(Point localization data)
*****

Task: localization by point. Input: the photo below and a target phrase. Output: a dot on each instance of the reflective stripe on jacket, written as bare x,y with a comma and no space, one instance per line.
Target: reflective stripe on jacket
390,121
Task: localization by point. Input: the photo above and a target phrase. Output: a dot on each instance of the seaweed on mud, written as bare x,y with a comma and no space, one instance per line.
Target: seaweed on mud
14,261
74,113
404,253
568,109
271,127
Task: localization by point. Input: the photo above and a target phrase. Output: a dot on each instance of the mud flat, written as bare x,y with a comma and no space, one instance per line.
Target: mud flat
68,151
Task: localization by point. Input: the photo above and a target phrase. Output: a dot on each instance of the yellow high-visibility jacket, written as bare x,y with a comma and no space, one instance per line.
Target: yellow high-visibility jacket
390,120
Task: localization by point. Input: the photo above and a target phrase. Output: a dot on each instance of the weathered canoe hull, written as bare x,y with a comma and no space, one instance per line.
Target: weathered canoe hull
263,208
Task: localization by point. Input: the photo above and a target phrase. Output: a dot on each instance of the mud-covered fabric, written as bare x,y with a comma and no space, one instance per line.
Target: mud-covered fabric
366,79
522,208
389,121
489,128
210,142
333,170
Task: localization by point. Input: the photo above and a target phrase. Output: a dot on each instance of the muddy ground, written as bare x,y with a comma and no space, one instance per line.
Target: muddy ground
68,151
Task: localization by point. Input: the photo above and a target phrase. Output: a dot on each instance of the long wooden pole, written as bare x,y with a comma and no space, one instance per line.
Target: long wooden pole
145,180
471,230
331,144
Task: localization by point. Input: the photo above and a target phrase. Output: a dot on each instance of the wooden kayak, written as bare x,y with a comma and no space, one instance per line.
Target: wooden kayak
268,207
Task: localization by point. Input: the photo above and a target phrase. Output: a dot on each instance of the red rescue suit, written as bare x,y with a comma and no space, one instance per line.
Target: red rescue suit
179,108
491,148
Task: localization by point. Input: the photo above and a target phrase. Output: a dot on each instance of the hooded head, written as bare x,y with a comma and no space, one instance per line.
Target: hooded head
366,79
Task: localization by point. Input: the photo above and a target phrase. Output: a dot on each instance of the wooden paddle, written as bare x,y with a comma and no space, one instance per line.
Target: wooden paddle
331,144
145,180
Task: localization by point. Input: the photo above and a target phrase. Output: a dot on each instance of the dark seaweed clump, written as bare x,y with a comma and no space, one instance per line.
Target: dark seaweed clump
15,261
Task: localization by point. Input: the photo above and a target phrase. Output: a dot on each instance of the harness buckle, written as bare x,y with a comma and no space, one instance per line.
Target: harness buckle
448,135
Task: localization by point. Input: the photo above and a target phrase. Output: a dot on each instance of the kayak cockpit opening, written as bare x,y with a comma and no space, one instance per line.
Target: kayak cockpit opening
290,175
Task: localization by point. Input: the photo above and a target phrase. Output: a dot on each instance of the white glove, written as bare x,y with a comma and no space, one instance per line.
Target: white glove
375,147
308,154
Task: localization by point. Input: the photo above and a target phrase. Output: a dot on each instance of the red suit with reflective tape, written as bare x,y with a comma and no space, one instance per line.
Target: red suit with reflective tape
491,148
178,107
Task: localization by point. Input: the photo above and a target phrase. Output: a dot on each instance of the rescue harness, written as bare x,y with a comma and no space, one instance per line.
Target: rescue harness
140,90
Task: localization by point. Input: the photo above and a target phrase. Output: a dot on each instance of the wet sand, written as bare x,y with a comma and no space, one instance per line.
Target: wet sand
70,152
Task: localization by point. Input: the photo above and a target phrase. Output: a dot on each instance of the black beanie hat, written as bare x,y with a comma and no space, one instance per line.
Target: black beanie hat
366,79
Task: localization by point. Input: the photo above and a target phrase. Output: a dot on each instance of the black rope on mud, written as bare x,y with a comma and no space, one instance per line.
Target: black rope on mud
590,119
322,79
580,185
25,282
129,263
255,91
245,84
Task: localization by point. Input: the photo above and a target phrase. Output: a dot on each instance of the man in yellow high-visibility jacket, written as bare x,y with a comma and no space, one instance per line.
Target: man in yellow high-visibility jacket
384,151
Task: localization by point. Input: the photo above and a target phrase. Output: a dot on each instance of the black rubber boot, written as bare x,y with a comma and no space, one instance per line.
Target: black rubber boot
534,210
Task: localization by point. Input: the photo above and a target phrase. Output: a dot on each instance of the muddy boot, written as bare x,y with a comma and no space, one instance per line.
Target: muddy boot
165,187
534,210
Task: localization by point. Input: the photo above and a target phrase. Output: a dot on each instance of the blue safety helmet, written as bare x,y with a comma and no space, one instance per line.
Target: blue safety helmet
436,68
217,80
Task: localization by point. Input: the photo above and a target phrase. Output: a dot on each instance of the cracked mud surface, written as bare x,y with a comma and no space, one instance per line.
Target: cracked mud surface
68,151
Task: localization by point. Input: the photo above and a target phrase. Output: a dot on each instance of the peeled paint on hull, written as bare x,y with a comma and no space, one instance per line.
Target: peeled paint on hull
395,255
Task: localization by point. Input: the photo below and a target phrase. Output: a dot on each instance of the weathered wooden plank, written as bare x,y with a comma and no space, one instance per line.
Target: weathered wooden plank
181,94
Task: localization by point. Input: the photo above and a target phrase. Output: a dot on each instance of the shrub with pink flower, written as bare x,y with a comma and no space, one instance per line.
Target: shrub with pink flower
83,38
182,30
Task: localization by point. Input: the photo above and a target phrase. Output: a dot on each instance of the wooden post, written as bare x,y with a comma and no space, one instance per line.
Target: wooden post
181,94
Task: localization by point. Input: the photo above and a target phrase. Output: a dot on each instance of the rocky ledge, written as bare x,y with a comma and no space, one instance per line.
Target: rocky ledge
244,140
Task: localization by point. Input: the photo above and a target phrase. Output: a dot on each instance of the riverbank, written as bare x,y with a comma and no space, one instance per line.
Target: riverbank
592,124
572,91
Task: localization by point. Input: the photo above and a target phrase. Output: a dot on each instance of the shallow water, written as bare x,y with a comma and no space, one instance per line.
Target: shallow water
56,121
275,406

*****

● EXERCISE DETAILS
When copying the data above, keep every line exactly as written.

● WORKED SOLUTION
Task: localization by point. Input: the photo below and a target phrase. Output: a dot on each instance of the reflective stripe on jacket, written as bare x,y with a comma and no space, one instance per line.
Target: reflective stripe on jacket
390,121
Task: localization by point. Input: the photo above and a target phrase. Output: a dot on each instance of the seaweed on mud, written as bare x,y with a comma and no space, one instance per line.
Target: seaweed on mud
14,261
74,113
404,253
568,109
271,127
Task: localization by point. Input: the photo above and a target phrase. Output: a dot on each instance of the mud flat, written as bare x,y with a comma and no space, one instance per line.
Target: mud flat
68,151
Task: localization by point. Input: the photo above and a target phrase. Output: a dot on each instance of the yellow high-visibility jacket, written as bare x,y with a comma and no space, one instance per line.
Target: yellow high-visibility jacket
390,120
Task: localization by point. Input: the photo above and a target phrase. Output: a dot on each instance of the weathered canoe hull, written as bare x,y with a comma and no space, one instance per line.
Target: weathered canoe hull
263,208
Task: localization by point. Input: the photo above and a target phrase. Output: a dot on each instance of the mud-covered fabric, written as bare x,y with a comma and no space, one instance per line.
Target: mud-covered fabric
366,79
522,208
389,121
489,128
210,142
333,170
Task: localization by point. Input: the photo above and a target phrase. Output: a dot on each instance of the muddy ground, written as bare x,y with a comma and no space, one instance per line.
Target: muddy ground
68,151
Task: localization by point. Input: the photo above and a target phrase. Output: a dot on each instance of the long wooden pole, written as bare x,y with a comma and no space, one instance per line.
Target: long wooden pole
145,180
471,230
331,144
Task: localization by point. Input: the photo above and a target phrase. Output: a dot on each instance of the wooden kayak, written as bare x,y with a comma and no space, one instance per line.
Target: wooden kayak
268,207
Task: localization by point. Input: the photo above and a target phrase. Output: a dot on each instance of the red rescue suit, written as bare x,y with a comma and no space, one instance per line.
Target: red rescue suit
179,108
491,148
Task: localization by point. Input: the photo above and a target phrase. Output: a dot on each instance of the hooded head, written as bare x,y with a comma and no space, one instance per line.
Target: hooded head
366,79
Task: localization by point. Input: the photo above and a target phrase. Output: a dot on each instance of the wooden paddle, written as bare x,y with a comma and no space, one instance per line.
Target: wooden paddle
331,144
145,180
Task: localization by point. Input: the photo above and a target phrase. Output: a dot on each instance of the dark seaweed clump, written as bare x,y with a comma and no space, one instance per line.
Target: dark seaweed clump
15,261
Task: localization by point. Input: the photo above and a target phrase. Output: a dot on each instance of the harness buckle, written as bare x,y with a comma and no space, one instance per line.
Target: harness buckle
448,135
Task: localization by point. Input: the photo above and a target phrase. Output: a dot on each instance of the kayak cockpit opening, written as bare x,y with a comma and no space, one instance per line.
Target: kayak cockpit opening
290,175
Task: localization by point. Input: the photo above and a target phrase. Output: a dot on each instance of the white glove, written as bare x,y with a comma and no space, one instance per line.
Target: white glove
375,147
308,154
Task: localization by point. Input: the photo above and a target phrase. Output: a dot on each instance of the red suit with reflective tape, written as bare x,y with a comma and no space, one instance per line.
Target: red suit with reflective tape
491,148
178,107
Task: localization by point. Input: the photo above and a target phrase. Output: a dot on each instance of the rescue harness, written as bare x,y with a comma and no space, one instance per line.
Target: rescue harness
140,90
Task: localization by point. Input: the photo above and a target phrase. Output: a dot on each instance of the wet sand, written as bare x,y with a comma and no space, one instance per line.
Target: wet sand
70,152
Task: localization by point. Input: the photo above and a target phrase. Output: a dot on each instance of the black beanie hat, written as bare x,y with a comma and no space, one instance per line.
Target: black beanie hat
366,79
Task: localization by point. Input: the photo above and a target phrase. Output: a dot on each instance of the black rope on mud, written as bare x,y with a comma and no space, one instance per line.
Target: black rope on mud
590,119
322,79
580,185
25,282
129,263
255,91
245,84
Task: localization by point. Input: the photo above and a target phrase. Output: a dot on each instance of the man in yellow high-visibility jacket, written as bare x,y with a comma and no space, one instance per line.
Target: man in yellow high-visibility jacket
384,151
Task: localization by point. Input: the photo above and a target phrase. Output: a dot on each instance of the black rubber boot, written as bare x,y with a comma and no space, one instance per line.
Target: black rubber boot
534,210
Task: localization by point. Input: the photo above and a target phrase. Output: a dot on each instance of the muddy boot, written as bare x,y with a comma and no space, one instance per line.
Target: muddy boot
165,187
534,210
Task: localization by point. Input: the photo above and a target phrase. Output: a dot on each instance of the blue safety helmet, written as bare x,y with a comma and no space, one instance per line.
Target: blue safety helmet
436,68
217,80
Task: localization by point. Input: the photo above and a target phrase. Output: a dot on each instance of the cracked mud surface, written as bare x,y with a comma and no space, one instance per line.
Target: cracked mud surface
68,151
Task: localization by point. Input: the photo above and a target phrase. Output: a dot on each instance of the peeled paint on hull, written as bare x,y with a comma and no space, one instance per line.
Target: peeled paint on hull
395,255
Task: localization by point. Input: the photo below and a target phrase. Output: a dot on each instance of the weathered wooden plank, written as bare x,y with a comma and no space, one instance per line.
Target: weathered wooden plank
181,94
Task: localization by point. Input: the photo above and a target phrase. Output: a dot on each instance of the shrub with pink flower, written as bare x,y with a comma and no space, one instance per line.
Target: shrub with pink flower
83,38
182,30
Task: localization by point. Input: the photo above and a target phrase. Output: a dot on each instance of the wooden post, written as bare x,y with a comma and no space, one instance per line.
Target: wooden post
181,94
Task: localization by point. Input: the photo above and a target phrase. Output: a dot on each instance of the rocky ledge, written as bare x,y with a comma and no space, one instance per line.
Target: rocky ledge
244,140
Task: localization by point. Input: the photo above and a target phrase. Output: a dot on each instance of the riverbank, written as bare x,y with a comma and no space, one instance per line.
Target: riverbank
592,124
572,91
Task: localization by point. Input: the photo above and a target phrase. Output: a dot on each instance of the shallow water, written as bare x,y with a comma and no space, one instance per line.
Target: shallow water
56,121
275,406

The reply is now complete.